READING TEXT =>
The gettimeofday function uses a vsyscall, so is quite fast, but the problem is that the process may be scheduled out immediately after obtaining the time. Since we would like to meet the deadline even if we are scheduled out on the way to waiting, userspace tends to want absolute timeouts. This is the reason why the timed wait operations in the pthreads API are absolute.
The kernel sees things differently. There, much effort has gone into making as few kernel-userspace context switches required as possible. Since a relative timeout means that userspace doesn't need to call gettimeofday in order to use it, it is a more efficient interface. Thus sleeping calls like select , poll and FUTEX_WAIT use relative timeouts.
Thus there is a mismatch between the pthreads API and the kernel. An application which wants to wait no more than five seconds for a lock first needs to call gettimeofday once to obtain the time. Then the pthreads library needs to call it again to convert back to a relative time. Finally, after the wait, the pthreads library needs to call it a third time to check for timeout. (The system call may return ETIMEOUT, but it is possible to be scheduled out just after a system call that didn't time out, and then be restarted after the time limit has expired.)
This results in many calls to gettimeofday being executed even for an application that doesn't really care all that much about exactly how long something waits, as long as it doesn't wait too long. So to keep things simple we've avoided making these functions. If you want a timed delay, simply pass in a relative time in struct timespec * format for the fourth parameter to FUTEX_WAIT.
Summary
By avoiding much of the complexity introduced by the pthreads library supporting multiple mutex types, we have constructed a single-purpose but extremely fast mutex and condition variable library. The resulting code is up to five times faster in the contended case. In constructing the algorithms, we only required the simpler futex operations. Contrary to the statements in "Futexes are Tricky", FUTEX_CMP_REQUEUE wasn't needed as the use of FUTEX_REQUEUE doesn't have a race in this particular condition variable implementation.
|
Comments
Dmitry V'jukov said...Thank for the interesting post!
In the second mutex implementation you use atomic operations of different sizes, the problem is that Intel IA-32/Intel64 docs prohibit that:
3A/I 8.1.2.2
"Software should access semaphores (shared memory used for signalling between
multiple processors) using identical addresses and operand lengths. For example, if one processor accesses a semaphore using a word access, other processors should not access the semaphore using a byte access."
-----
for (i = 0; i < 100; i++)
{
c = cmpxchg(m, 0, 1);
if (!c) return 0;
cpu_relax();
}
It's usually more efficient (at least on synthetic micro-tests) to back-off heavier:
for (i = 0; i < 10; i++)
{
c = cmpxchg(m, 0, 1);
if (!c) return 0;
for (j = 0; j < 100; j++)
cpu_relax();
}
-----
In the second mutex_unlock() there is a code:
/* We need to wake someone up */
m->b.contended = 0;
sys_futex(m, FUTEX_WAKE_PRIVATE, 1, NULL, NULL, 0);
So we reset 'contended' and wake-up only single waiter, I do not quite get as to who will wake up other waiters. Since contended==0, some threads can stay blocked. What I am missing?

EXTRACTED INFORMATION =>
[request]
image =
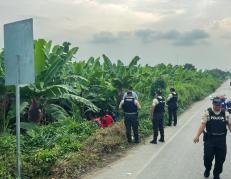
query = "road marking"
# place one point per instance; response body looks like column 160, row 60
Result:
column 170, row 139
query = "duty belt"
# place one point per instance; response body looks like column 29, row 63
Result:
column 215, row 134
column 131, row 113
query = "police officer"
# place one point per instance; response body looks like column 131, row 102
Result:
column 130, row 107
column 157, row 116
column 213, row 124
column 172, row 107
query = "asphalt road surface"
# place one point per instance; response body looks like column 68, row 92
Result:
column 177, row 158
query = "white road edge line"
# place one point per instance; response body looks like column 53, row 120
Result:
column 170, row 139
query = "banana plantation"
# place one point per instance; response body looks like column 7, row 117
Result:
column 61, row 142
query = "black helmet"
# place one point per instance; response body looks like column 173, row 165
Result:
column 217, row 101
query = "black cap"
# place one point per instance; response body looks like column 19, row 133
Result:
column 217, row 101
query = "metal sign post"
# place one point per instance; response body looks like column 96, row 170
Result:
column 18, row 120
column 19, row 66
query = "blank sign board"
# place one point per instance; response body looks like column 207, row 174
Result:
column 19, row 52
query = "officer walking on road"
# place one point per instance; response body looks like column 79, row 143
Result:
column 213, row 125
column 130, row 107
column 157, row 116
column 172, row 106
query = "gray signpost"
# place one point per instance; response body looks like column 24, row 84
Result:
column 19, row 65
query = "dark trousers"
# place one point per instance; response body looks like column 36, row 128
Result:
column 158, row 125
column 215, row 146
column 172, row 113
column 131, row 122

--

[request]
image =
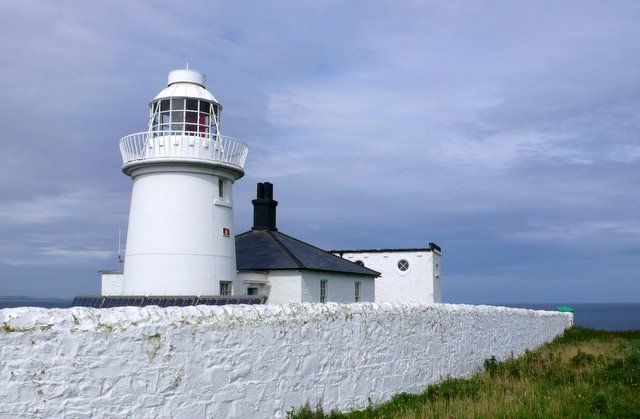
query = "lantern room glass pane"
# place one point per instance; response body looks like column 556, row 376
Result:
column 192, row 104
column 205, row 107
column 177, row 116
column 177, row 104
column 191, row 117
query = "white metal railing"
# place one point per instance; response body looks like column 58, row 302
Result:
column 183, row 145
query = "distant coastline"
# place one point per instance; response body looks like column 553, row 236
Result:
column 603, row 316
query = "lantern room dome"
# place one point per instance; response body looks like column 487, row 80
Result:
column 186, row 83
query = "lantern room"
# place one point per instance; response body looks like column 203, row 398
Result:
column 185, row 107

==

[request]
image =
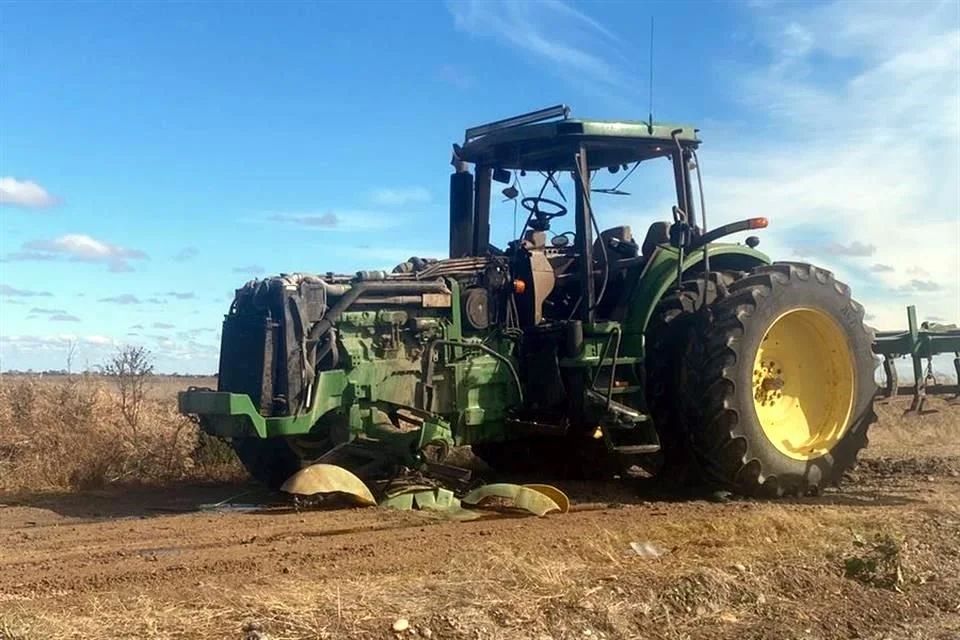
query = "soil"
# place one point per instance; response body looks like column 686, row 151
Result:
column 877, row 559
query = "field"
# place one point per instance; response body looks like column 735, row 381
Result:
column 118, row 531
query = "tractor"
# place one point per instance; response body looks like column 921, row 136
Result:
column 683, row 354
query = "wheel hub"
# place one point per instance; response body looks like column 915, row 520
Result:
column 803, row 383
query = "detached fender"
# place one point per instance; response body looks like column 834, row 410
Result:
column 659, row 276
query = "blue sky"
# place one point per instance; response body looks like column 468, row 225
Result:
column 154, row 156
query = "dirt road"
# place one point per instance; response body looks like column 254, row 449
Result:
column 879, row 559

STATED EXERCISE 1 =>
Answer these questions about the text on futexes and timeouts, one line each:
(a) Which sleeping calls does the text say use relative timeouts?
(b) How much faster is the resulting code in the contended case?
(c) Which parameter of FUTEX_WAIT takes a relative time for a timed delay?
STATED EXERCISE 2 =>
Extract every line of the records that contains the string "metal".

FINAL RESULT 1 =>
(a) select, poll and FUTEX_WAIT
(b) Up to five times faster
(c) The fourth parameter, in struct timespec * format

FINAL RESULT 2 =>
query = "metal sign post"
query = "white metal railing"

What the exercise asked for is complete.